■ **Exercise requirements**: Below is some data. Retype exactly the lines starting at the one with "Target: bare tree" and ending at the one with "the glossy leaf".
============================================================
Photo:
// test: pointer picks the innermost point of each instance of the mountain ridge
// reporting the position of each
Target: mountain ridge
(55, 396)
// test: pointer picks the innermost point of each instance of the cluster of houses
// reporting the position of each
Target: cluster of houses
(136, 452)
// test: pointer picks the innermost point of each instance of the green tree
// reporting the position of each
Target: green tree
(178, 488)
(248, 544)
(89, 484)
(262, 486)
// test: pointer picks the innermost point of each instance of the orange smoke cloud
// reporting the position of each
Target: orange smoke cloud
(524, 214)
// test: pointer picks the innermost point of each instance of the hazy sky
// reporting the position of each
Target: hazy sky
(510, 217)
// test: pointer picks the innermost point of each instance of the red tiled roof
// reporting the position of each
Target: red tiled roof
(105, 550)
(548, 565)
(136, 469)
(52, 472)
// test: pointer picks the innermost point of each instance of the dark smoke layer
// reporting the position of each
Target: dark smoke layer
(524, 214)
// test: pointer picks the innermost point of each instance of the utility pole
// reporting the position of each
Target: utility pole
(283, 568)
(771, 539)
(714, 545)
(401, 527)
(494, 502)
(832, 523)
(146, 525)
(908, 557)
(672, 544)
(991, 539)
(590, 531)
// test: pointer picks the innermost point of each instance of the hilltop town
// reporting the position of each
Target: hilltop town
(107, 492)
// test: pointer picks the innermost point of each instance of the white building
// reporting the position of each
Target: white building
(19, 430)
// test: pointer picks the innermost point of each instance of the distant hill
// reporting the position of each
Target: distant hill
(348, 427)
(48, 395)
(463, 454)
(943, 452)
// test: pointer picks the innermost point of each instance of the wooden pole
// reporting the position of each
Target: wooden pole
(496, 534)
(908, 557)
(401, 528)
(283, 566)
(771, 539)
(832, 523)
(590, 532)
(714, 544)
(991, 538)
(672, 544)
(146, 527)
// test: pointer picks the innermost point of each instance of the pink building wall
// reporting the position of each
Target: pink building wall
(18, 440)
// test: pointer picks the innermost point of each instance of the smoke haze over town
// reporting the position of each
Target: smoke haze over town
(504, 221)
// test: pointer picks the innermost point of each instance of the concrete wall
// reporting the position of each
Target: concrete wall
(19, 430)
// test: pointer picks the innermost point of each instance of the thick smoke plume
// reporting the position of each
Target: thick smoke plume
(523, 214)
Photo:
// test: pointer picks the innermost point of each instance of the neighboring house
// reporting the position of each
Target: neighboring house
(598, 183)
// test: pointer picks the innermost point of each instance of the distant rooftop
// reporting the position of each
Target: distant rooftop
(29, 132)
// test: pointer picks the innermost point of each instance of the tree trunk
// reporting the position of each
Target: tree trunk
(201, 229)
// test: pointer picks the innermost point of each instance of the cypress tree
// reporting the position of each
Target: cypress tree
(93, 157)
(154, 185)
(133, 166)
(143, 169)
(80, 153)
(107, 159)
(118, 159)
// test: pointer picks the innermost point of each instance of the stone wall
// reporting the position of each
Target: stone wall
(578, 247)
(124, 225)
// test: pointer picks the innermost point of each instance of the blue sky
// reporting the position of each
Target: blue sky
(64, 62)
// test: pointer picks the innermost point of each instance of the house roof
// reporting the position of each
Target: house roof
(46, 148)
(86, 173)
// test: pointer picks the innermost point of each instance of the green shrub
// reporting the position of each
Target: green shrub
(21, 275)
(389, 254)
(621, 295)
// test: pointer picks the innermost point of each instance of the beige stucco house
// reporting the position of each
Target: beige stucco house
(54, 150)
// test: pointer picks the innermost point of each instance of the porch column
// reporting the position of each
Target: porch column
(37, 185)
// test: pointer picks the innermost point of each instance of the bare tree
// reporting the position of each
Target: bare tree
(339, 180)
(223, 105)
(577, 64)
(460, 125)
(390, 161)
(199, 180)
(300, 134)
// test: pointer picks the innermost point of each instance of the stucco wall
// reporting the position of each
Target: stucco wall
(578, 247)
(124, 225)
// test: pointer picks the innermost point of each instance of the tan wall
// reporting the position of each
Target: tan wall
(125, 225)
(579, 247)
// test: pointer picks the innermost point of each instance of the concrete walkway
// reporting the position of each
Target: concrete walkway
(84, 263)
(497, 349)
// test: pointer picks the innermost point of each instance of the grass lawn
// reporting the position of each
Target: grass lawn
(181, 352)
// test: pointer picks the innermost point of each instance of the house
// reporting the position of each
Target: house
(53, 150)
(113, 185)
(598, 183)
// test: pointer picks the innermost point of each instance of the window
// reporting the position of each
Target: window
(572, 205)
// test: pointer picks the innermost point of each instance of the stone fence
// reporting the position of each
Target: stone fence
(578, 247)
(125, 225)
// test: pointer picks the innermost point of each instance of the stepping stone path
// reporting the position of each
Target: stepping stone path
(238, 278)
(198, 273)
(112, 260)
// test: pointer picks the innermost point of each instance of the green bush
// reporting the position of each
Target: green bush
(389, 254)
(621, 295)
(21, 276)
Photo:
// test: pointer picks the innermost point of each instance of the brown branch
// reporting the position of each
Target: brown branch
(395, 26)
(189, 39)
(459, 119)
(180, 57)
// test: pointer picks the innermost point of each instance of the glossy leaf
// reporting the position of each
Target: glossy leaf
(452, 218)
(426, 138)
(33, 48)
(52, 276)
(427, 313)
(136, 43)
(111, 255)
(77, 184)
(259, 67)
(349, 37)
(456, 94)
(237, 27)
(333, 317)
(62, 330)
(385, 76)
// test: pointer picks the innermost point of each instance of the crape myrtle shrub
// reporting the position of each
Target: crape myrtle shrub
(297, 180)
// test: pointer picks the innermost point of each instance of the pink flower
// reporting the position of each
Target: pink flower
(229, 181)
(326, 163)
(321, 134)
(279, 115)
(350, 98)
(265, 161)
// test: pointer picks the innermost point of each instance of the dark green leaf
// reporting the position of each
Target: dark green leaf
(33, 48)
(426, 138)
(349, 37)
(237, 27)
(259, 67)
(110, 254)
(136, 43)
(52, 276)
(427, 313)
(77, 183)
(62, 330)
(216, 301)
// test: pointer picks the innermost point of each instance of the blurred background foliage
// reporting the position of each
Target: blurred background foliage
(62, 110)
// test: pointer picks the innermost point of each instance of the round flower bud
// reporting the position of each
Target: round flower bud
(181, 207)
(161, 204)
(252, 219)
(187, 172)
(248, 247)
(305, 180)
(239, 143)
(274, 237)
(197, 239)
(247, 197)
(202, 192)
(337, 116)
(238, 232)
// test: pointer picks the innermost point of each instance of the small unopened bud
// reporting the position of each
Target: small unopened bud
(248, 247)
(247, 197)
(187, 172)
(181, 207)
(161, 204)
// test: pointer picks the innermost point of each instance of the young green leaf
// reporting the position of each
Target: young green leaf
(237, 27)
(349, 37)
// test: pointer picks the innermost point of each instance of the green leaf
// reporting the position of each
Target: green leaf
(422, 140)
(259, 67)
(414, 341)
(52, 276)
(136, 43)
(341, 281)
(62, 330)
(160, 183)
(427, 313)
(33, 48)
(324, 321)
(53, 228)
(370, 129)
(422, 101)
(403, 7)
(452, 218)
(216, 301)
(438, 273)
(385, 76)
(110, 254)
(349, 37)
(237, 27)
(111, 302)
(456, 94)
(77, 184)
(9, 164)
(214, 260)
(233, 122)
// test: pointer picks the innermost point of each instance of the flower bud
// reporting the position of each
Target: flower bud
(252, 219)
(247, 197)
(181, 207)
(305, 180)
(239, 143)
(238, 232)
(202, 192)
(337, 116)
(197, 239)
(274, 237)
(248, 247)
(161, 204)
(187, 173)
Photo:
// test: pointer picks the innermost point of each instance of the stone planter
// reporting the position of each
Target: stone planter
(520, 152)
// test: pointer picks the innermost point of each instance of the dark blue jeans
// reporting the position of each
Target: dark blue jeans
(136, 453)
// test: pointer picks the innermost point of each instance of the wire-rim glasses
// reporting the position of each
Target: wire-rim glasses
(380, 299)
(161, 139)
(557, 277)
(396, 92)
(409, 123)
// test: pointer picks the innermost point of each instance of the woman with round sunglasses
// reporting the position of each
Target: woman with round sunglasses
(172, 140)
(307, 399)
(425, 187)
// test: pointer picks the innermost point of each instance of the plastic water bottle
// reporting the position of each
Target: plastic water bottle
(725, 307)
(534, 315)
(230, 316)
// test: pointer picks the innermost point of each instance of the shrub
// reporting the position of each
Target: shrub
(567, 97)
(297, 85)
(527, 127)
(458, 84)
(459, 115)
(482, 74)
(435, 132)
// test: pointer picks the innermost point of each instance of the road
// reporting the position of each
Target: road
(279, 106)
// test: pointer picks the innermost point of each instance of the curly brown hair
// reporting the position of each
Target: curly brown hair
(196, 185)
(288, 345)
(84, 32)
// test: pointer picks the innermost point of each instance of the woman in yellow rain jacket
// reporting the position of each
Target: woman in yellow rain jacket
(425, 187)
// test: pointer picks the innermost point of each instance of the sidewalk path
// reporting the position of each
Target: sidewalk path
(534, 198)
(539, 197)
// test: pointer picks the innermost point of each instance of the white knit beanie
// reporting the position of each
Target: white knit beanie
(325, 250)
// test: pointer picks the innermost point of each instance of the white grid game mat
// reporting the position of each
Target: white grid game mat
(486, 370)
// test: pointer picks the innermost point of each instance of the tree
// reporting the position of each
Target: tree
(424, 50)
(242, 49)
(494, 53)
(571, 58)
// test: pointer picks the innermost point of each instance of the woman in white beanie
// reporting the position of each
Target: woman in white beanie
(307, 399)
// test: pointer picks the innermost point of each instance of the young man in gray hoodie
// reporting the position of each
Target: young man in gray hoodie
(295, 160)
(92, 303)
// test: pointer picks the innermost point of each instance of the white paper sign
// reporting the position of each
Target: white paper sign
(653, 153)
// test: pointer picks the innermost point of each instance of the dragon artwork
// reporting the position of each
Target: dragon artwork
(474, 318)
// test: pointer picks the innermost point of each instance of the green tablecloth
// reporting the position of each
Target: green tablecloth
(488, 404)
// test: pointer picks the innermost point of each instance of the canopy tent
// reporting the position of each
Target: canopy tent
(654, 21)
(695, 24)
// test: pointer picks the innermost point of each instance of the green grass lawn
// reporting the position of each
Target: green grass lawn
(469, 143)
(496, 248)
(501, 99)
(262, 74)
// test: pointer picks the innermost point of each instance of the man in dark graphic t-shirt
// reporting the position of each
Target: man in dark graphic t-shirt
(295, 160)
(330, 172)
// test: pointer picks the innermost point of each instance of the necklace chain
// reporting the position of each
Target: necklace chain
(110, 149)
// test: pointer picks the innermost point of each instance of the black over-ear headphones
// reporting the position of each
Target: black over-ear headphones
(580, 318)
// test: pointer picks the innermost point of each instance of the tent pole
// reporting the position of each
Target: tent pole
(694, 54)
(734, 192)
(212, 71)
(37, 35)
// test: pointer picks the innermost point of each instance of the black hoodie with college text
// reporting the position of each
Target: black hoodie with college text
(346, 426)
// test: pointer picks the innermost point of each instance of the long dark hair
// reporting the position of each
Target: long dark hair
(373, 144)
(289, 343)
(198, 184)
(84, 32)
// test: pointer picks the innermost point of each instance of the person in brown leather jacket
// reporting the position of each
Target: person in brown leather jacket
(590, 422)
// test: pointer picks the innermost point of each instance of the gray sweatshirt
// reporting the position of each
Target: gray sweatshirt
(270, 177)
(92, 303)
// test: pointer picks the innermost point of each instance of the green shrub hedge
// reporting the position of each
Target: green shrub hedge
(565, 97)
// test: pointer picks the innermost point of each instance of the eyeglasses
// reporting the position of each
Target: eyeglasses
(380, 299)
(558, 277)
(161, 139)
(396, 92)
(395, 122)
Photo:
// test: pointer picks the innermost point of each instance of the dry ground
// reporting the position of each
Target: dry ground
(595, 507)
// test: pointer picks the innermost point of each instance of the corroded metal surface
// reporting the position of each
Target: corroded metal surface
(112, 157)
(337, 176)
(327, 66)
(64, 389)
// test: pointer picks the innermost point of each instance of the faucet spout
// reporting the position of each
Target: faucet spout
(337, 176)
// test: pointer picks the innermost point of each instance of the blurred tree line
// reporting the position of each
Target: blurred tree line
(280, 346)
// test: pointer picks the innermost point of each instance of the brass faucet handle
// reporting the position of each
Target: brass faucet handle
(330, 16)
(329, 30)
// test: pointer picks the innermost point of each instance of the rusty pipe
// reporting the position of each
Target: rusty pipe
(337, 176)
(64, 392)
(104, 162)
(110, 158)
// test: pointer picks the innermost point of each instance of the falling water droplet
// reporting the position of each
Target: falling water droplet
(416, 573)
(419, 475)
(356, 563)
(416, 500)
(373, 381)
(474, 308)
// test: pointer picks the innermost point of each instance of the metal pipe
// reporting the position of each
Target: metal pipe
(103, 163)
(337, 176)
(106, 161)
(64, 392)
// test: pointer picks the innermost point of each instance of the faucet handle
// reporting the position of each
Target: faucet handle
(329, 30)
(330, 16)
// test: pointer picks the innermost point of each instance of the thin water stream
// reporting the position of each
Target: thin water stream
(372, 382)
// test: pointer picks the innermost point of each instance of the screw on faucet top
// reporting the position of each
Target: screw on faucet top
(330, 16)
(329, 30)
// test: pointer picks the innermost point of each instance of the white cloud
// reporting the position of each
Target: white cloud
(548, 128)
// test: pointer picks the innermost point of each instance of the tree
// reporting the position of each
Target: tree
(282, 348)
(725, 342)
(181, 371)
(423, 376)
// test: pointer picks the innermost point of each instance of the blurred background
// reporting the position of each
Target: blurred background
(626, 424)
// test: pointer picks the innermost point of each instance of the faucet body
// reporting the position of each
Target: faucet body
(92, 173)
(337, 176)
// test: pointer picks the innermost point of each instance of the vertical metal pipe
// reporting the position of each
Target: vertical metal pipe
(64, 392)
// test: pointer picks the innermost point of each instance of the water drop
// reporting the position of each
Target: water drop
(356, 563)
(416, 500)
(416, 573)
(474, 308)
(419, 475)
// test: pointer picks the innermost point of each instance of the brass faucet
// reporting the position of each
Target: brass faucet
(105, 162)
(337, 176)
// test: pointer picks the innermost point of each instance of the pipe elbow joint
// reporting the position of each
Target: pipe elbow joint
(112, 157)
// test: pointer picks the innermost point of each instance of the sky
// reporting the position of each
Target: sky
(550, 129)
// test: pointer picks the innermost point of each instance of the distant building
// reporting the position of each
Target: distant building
============================================================
■ **Solution for this task**:
Target: bare tree
(339, 180)
(223, 105)
(577, 64)
(460, 125)
(390, 161)
(199, 180)
(300, 134)
// test: pointer picks the innermost point of each instance of the stucco wall
// reporting the position of each
Target: stucco wall
(578, 247)
(124, 225)
// test: pointer picks the innermost point of each instance of the tan wall
// reporting the position of each
Target: tan wall
(125, 225)
(579, 247)
// test: pointer picks the innermost point of each instance of the concrete walkway
// reporting the position of each
Target: concrete walkway
(84, 263)
(497, 349)
// test: pointer picks the innermost point of each instance of the grass lawn
// reporting the position of each
Target: grass lawn
(181, 352)
// test: pointer picks the innermost point of each instance of the house
// reporting the position of each
Target: house
(53, 150)
(113, 185)
(598, 183)
// test: pointer picks the innermost point of each instance of the window
// reporting the position of each
Target: window
(572, 205)
// test: pointer picks the innermost point of each instance of the stone fence
// reporting the position of each
Target: stone fence
(578, 247)
(125, 225)
// test: pointer picks the innermost point of each instance of the stepping stone path
// reporting the position of each
Target: stepping stone path
(238, 278)
(198, 273)
(112, 260)
// test: pointer picks the innermost point of each instance of the green bush
// reporting the position of each
Target: green bush
(389, 254)
(621, 295)
(21, 276)
Photo:
// test: pointer picks the innermost point of each instance of the brown branch
// reporting the position of each
Target: brown branch
(395, 26)
(189, 39)
(459, 119)
(180, 57)
// test: pointer picks the innermost point of each instance of the glossy leaf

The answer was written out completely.